▶ PROBLEM DESCRIPTION
Reproduce the stretch of the data from the line containing "mark the bird's foot -- a dot per instance" through the end of the data, both ends included and requests included. In the answers, scale every coordinate by 1.6 and round to whole numbers, rounding halves up, but leave all numbers in the requests and their format samples as they are.

— Start of DATASET EXCERPTS —

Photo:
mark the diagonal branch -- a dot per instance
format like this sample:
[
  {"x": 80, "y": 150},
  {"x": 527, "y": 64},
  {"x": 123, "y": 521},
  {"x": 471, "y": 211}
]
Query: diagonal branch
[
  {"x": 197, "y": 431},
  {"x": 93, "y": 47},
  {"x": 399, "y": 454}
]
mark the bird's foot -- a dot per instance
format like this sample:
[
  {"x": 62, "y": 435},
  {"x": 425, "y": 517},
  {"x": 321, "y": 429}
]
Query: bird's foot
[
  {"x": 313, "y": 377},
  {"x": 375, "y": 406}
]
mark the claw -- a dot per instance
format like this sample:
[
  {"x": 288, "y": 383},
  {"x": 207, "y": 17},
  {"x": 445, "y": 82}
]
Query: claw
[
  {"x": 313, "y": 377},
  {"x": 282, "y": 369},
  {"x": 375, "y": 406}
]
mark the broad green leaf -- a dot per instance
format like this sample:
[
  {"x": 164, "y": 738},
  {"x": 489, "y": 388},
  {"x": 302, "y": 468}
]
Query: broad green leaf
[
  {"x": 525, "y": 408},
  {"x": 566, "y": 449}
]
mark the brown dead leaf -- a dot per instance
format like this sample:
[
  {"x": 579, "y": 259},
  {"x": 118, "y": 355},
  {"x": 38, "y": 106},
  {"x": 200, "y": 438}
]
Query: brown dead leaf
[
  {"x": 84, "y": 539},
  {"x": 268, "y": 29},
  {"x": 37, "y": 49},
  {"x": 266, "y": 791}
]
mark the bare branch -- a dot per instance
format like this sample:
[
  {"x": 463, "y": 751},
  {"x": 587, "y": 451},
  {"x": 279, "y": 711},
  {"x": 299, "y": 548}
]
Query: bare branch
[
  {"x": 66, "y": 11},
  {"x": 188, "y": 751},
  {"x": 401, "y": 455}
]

— End of DATASET EXCERPTS —

▶ ANSWER FOR THIS EXERCISE
mark the bird's foot -- a dot per instance
format like this sample:
[
  {"x": 62, "y": 435},
  {"x": 425, "y": 517},
  {"x": 321, "y": 429}
]
Query: bird's foot
[
  {"x": 501, "y": 603},
  {"x": 600, "y": 650}
]
mark the claw -- a dot per instance
format like this sample:
[
  {"x": 288, "y": 383},
  {"x": 207, "y": 17},
  {"x": 445, "y": 82}
]
Query: claw
[
  {"x": 501, "y": 603},
  {"x": 451, "y": 590},
  {"x": 600, "y": 650}
]
mark the broad green leaf -- a dot per instance
format like this sample:
[
  {"x": 164, "y": 738},
  {"x": 489, "y": 388},
  {"x": 302, "y": 468}
]
Query: broad green leaf
[
  {"x": 840, "y": 653},
  {"x": 906, "y": 718}
]
mark the brown dead leaf -- a dot per instance
format like this sample:
[
  {"x": 579, "y": 259},
  {"x": 118, "y": 355},
  {"x": 38, "y": 106},
  {"x": 200, "y": 438}
]
Query: brown dead leaf
[
  {"x": 134, "y": 862},
  {"x": 429, "y": 46},
  {"x": 59, "y": 78},
  {"x": 426, "y": 1266}
]
mark the bare branch -- a dot per instance
format like this sample:
[
  {"x": 463, "y": 751},
  {"x": 587, "y": 451},
  {"x": 279, "y": 711},
  {"x": 299, "y": 548}
]
Query: bare branch
[
  {"x": 106, "y": 18},
  {"x": 301, "y": 1202},
  {"x": 642, "y": 728}
]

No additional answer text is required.